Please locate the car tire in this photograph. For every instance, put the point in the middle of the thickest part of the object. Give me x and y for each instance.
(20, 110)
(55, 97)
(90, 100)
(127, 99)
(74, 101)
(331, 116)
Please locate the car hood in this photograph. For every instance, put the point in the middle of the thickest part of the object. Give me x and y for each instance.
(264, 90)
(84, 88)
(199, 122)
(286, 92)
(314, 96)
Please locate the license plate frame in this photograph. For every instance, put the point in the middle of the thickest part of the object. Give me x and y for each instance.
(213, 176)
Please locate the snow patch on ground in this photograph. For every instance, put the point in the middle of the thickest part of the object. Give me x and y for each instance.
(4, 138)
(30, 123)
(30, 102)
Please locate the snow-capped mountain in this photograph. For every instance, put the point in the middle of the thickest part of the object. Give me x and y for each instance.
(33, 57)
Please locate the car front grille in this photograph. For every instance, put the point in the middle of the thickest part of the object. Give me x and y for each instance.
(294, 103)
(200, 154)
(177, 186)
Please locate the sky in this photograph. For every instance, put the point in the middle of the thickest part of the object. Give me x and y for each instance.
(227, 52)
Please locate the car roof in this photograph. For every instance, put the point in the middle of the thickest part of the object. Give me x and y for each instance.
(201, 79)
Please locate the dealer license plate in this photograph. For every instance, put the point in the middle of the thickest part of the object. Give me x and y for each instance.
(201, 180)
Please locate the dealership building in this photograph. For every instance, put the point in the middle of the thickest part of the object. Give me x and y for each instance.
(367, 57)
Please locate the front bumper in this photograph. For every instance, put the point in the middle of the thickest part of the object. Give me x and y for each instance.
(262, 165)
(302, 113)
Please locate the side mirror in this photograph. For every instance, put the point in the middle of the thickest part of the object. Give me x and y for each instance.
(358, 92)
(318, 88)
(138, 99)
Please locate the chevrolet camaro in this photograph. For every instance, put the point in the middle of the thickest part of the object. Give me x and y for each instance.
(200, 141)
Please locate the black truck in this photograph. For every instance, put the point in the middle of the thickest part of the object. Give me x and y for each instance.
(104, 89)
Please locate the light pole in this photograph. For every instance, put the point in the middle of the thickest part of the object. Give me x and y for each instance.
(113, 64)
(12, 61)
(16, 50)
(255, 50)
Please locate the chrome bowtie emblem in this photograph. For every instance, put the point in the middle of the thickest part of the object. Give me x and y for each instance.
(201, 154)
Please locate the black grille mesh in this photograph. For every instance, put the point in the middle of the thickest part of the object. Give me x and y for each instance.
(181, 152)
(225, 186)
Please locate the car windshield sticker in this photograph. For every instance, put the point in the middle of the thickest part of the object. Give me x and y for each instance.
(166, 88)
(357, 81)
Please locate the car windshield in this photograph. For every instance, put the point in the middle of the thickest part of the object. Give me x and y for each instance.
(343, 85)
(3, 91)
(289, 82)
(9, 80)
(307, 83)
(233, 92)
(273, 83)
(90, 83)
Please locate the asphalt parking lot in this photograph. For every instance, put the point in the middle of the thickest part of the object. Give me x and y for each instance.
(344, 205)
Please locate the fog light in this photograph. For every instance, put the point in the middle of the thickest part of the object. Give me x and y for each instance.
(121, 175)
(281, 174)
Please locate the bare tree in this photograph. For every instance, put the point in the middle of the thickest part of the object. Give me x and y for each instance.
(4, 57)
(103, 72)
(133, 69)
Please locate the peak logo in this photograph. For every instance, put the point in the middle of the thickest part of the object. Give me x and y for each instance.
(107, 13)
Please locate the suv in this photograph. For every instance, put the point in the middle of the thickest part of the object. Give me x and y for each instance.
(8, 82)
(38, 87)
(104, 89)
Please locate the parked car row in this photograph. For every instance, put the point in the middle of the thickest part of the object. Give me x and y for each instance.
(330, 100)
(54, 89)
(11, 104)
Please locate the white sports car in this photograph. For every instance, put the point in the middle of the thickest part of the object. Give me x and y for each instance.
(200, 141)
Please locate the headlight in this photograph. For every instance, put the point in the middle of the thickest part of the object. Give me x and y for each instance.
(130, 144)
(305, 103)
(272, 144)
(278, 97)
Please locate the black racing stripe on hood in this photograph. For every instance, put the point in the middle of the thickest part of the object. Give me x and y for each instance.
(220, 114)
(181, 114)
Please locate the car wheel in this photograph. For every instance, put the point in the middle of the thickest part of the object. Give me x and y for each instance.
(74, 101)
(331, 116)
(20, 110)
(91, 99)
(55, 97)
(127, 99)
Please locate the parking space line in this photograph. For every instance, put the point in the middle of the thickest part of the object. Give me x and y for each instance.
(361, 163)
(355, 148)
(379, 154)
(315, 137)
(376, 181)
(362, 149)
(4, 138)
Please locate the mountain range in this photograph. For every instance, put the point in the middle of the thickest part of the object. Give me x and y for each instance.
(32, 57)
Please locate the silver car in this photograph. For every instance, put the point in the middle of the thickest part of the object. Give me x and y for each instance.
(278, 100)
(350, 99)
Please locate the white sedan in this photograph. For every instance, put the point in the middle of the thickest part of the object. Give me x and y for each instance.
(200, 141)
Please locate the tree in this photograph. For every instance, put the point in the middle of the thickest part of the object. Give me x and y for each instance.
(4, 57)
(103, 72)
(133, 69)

───

» **Goal of the exercise**: Output the records above, each one exactly, with none left out.

» **Solution to this exercise**:
Please locate the car tire in this photograph. For every instance, put the point in the middle of the thickest part of the object. Give me x and y for each instance.
(20, 110)
(55, 97)
(90, 100)
(127, 99)
(74, 101)
(331, 116)
Please locate the car hood in this photograph. For every instance, put the point in the middle of the thickest part of the object. Give me x and y for each instance.
(264, 90)
(84, 88)
(199, 122)
(286, 92)
(314, 96)
Please locate the license plate frame in this photograph. For every instance, put the point in the middle of the thickest part of the object. Give me x and y for each instance.
(213, 176)
Please locate the snow patch on ground in this photograph. For every instance, put the point in the middle of the thickest part of the object. Give me x and y for each instance.
(4, 138)
(30, 123)
(30, 102)
Please locate the snow-capped mountain in this photograph. For every instance, put the point in the middle of the thickest part of the object. Give me x and y for each instance.
(33, 57)
Please locate the car front grille in this photograph. For every instance, put the point in the middle of the thickest part of the object. Give me x and y for each instance.
(294, 103)
(200, 154)
(177, 186)
Please locate the sky in this photograph. For every instance, put the point in the middle of the thickest part of the object. Give me x and y for each instance.
(227, 52)
Please locate the car roof in this photograph. For every instance, put the point in the middle of the thickest part of the object. Give me x and y for each instance.
(201, 79)
Please locate the dealer license plate in this photograph. For every instance, put the point in the middle of the thickest part of the object. Give me x and y for each instance.
(201, 180)
Please locate the dealership building in this photograph. For every instance, put the point in the middle of the thickest part of the object. Give me x and y for each instance.
(367, 57)
Please locate the front bumper in this photograph. For every instance, put the point in the middle of the thickest part of the object. Give me x and y for each instance.
(262, 165)
(302, 113)
Please locate the side mirror in this photograph. For every instance, put the point in the middle of the thickest part of the object. Give me x and y for each instance.
(358, 92)
(318, 88)
(138, 99)
Please locate the chevrolet camaro in this photograph. For every instance, put the point in the middle of the thickest part of the object. Give me x and y for each instance.
(200, 141)
Please locate the black truck in this photograph. For every instance, put the point in the middle of the thickest part of the object. Give me x and y for each instance.
(104, 89)
Please locate the light pole in this photograph. For every instance, put the point in the middle of the thickest part of the object. Give me x and y for each instance.
(113, 64)
(12, 61)
(16, 50)
(255, 50)
Please locate the chrome bowtie emblem in this photograph. For every instance, put the point in the middle of the thickest part of the object. Give me x and y for each instance.
(201, 154)
Please locate the black grille mesh in this photograph. For every instance, put the point in the middle of the thickest part of the object. Give me x and y for each instance.
(181, 152)
(225, 186)
Please locate the car windshield sticker in this photograph. For every instance, put the point in the middle of the thickest part of the object. Give me x and y for each instance.
(166, 88)
(357, 81)
Please locate the car windshield in this photograph. For every instance, put the point in the middle of the thickest part of the object. Give me x and y for each instance.
(343, 85)
(3, 91)
(289, 82)
(9, 80)
(307, 83)
(233, 92)
(273, 83)
(90, 83)
Please locate the asphalt parking lot in this photograph. For every instance, put the point in the middle of the thickest part of the object. Give me x and y for each instance.
(344, 205)
Please locate the fog light in this photograph. For every instance, put the point in the middle of the thickest part of the object. Give me x and y for each instance.
(121, 175)
(281, 174)
Please locate the bare tree in this photograph. For every instance, put the point in the middle of the thickest part of the object. Give me x and y for each instance.
(4, 57)
(103, 72)
(133, 69)
Please locate the peak logo in this photograph. For every instance, put the point in the middle of the thickest part of the object. Give me x and y for each instance.
(107, 13)
Please locate the suv in this photograph. For every instance, put the point in the middle of the thickest part of the object. Give me x and y for each instance.
(8, 82)
(38, 87)
(104, 89)
Please locate the parked car row in this photograph. For every instance, put the point in the middle of the thickest part of the object. Give me x and y for each instance.
(330, 100)
(54, 89)
(11, 104)
Please locate the white sports car in this photograph. For every instance, put the point in the middle of the thickest part of the object. Give me x and y for each instance.
(200, 141)
Please locate the headlight in this photograph. For every instance, put the point in the middle of the thickest part of the object. Give me x and y for each instance.
(130, 144)
(305, 103)
(272, 144)
(278, 97)
Please locate the black racing stripe on hood in this photograph. For every instance, put the point in the middle of the thickest part of the object. Give me x and y for each instance.
(220, 114)
(181, 114)
Please locate the car wheel in this photograph. For every instance, put the point in the middle of the thickest part of the object. Give me x and y for each instance.
(74, 101)
(331, 116)
(20, 110)
(91, 99)
(55, 97)
(127, 99)
Please locate the parking space line in this photograph. For every instance, put the point in the middle of the thickest part of the object. Give me x and y for each instance.
(361, 163)
(355, 148)
(379, 154)
(315, 137)
(376, 181)
(362, 149)
(4, 138)
Please locate the mountain range in this photograph. For every instance, put the point in the middle of the thickest part of the object. Give me x and y for each instance.
(32, 57)
Please locate the silver car in this photograph. For every instance, put the point in the middle of the thickest part of the object. Give me x and y for each instance.
(278, 100)
(350, 99)
Please locate the white sedan in this photograph. For every instance, put the point in the middle of the thickest part of the object. Give me x and y for each instance.
(200, 141)
Please locate the tree in this photograph. For every instance, put the point in the middle of the thickest part of the object. Give me x and y for each instance.
(4, 57)
(103, 72)
(133, 69)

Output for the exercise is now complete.